── Supplied text ──

Citation graphs, alchemistry
Aug. 21st, 2007 09:51 am![[personal profile]](https://www.dreamwidth.org/img/silk/identity/user.png)
Things I'm thinking of coding, that I've not found that anyone else has done.
1. A program that takes a group of articles and produces a citation graph. More specifically, it gives a vertex/node in a graph for each article, with edges coming in for articles that cite that one, and edges going out for articles that that article cites.
It would be in several parts:
* Core: takes article data in a chosen form, gives a graph
* Graphics: takes graph, displays it (possibly in a way that can be interacted with, but that'd be another part)
* Parser (optional): takes article title and bibliography in text form, gives article data in a form the core can cope with
Characterizing and mining citation graph of computer science literature - someone has implemented this as part of their MCSc thesis (Masters of Computer Science, I assume). A few moments more searching found the thesis itself.
There seem to be a fair few papers written about it, which I'm planning to read more of.
However, my interest in it isn't in document clustering and how well-spread-out citations are (though that could tie into one of the themes for my MPhil, so might be worth looking at), but in finding and recording, in a form I can refer to later, what papers have been cited on a topic and what papers I may want to look at later.
What I'd like to make, in essence, will do the following things:
* Keep a graph of articles and their citations
* Allow me to mark, in some way, which articles I have read and/or found a copy of
* Keep enough data about each article that I can cite it properly in a later paper (title, authors, date, publisher, pages, and an abstract)
* Allow me to import article data for articles that have not added to the graph, either by typing in the article data manually or using an online database such as Citeseer
* When new articles are imported, link them to existing articles by citations
NOTE: Automated importing is bloody annoying for citation websites. ArVix.org, for example, has a warning that they do not allow it. This is the general approach to such things - robots can hit websites much harder than human users - and though some sites such as Amazon let you interface with their database, they have limits on how many requests you can make at a time.
With that in mind, the approach I'd take would be to provide the user with a built-in browser with links to various citation sites, and aid them in finding the appropriate page that the program could then suck the data off (the data is already loaded into memory, and the only page loads are from searches the user does manually).

───
── Material ──

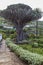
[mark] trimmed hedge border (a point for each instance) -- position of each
(31, 58)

───

Your instructions: Write out the part of the citation graph text above that opens with "There seem to" and closes with "look at later.", replacing "document clustering" with "topic modeling".

Written solution:
There seem to be a fair few papers written about it, which I'm planning to read more of.
However, my interest in it isn't in topic modeling and how well-spread-out citations are (though that could tie into one of the themes for my MPhil, so might be worth looking at), but in finding and recording, in a form I can refer to later, what papers have been cited on a topic and what papers I may want to look at later.